(Requirements)
a - List every router model named in the forum thread below.
b - According to the forum thread below, what is the on-center spacing of the four mount screw holes for the DW611 base?
───── Provided text ─────
# For anyone wondering about using a DeWalt DW611 in a table (pics)



## Duane Bledsoe (Jan 6, 2013)

Thought I'd take this lazy afternoon and put up a few pics showing the potential for using a DW611 in a table. These are strong little routers for being a palm size at 1-1/4 HP. I once had a 1-1/2 HP in a portable table and it was nice. I enjoyed that so much that I've regretted selling it even though I ended up with a larger DeWalt DW618 in the large Kreg router table. So I'm going to make another one using this little router and it will be for portable use, for small parts shaping, and any job that it's capable of handling which is quite surprising in range. Why do I need this? Maybe I already have a bit in the bigger table set up for something and don't want to change it. What's handier than a router table in a workshop? Two router tables! This one is a good choice due to having available dust collection attachment (doesn't come with it but I purchased it). 

To keep things simple and super cheap I am not planning to use a plate insert. I'm just going to fasten the base directly to the plywood. I could route a recess into the bottom side of the 3/4 plywood top to give me maximum bit height, but if theres any worry that thinning the plywood with the recess may cause the mount screws to pull through (depending on material density, or maybe I just worry too much), you do not have to do that with the DW611. The chuck will extend high enough to make that unnecessary. Its necessary to remove the router from its base for bit changes anyway due to the collet having only one place for a wrench and the motor lock button being concealed inside the base, so theres really no need to have it come up any higher.

For these pics I have used my shortest shank 1/4 sized bit. This will give you an idea of just how much shank is still left inside the collet and still allow for maximum cutter use on the bit. All other 1/4 bits I have all have shanks even longer by 1/8 to 1/4 inch, so that's even better. The bit I used as an example has more than 3/4 inch of shank still in the collet, 13/16 actually. As you can see, routing a recess under the table is not needed so that makes mounting this router to a shop made table as simple as drilling 4 mount screw holes and a bit clearance hole. By the way, that hole pattern is 2-13/32 on center from screw to screw all the way around. Mark the 4 holes and then check for square measuring corner to corner (close to 3-3/8) and make a couple of diagonal lines forming an X through the center and you'll know exactly where to drill the bit clearance hole. 1-3/8 or 1-1/2 bit hole is plenty for this little routers abilities. You'll have to pick up some longer screws for the base and I'm sure they're metric. I haven't gotten that far yet. 

Pics below! I'll get started on mine soon and show a finished product when it's done.


----------



## DesertRatTom (Jul 3, 2012)

I have a Colt, and I really like using it freehand and use it more than I thought I would. so managable if you don't over do it.


----------
───── Data block ─────
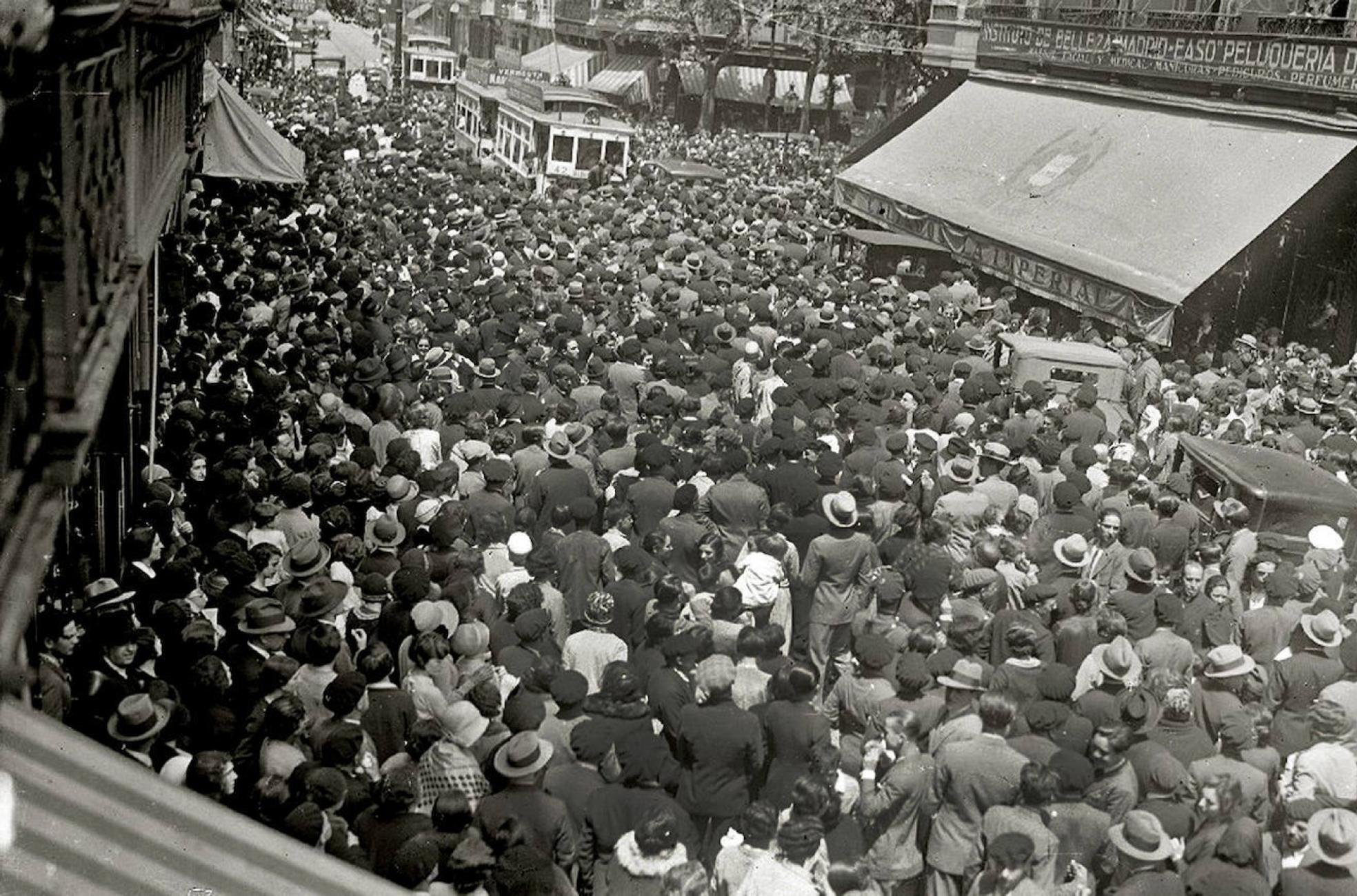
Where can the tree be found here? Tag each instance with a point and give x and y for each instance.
─────
(Solutions per task)
a -
DeWalt DW611
DeWalt DW618
Colt

b - 2-13/32 on center, from screw to screw all the way around.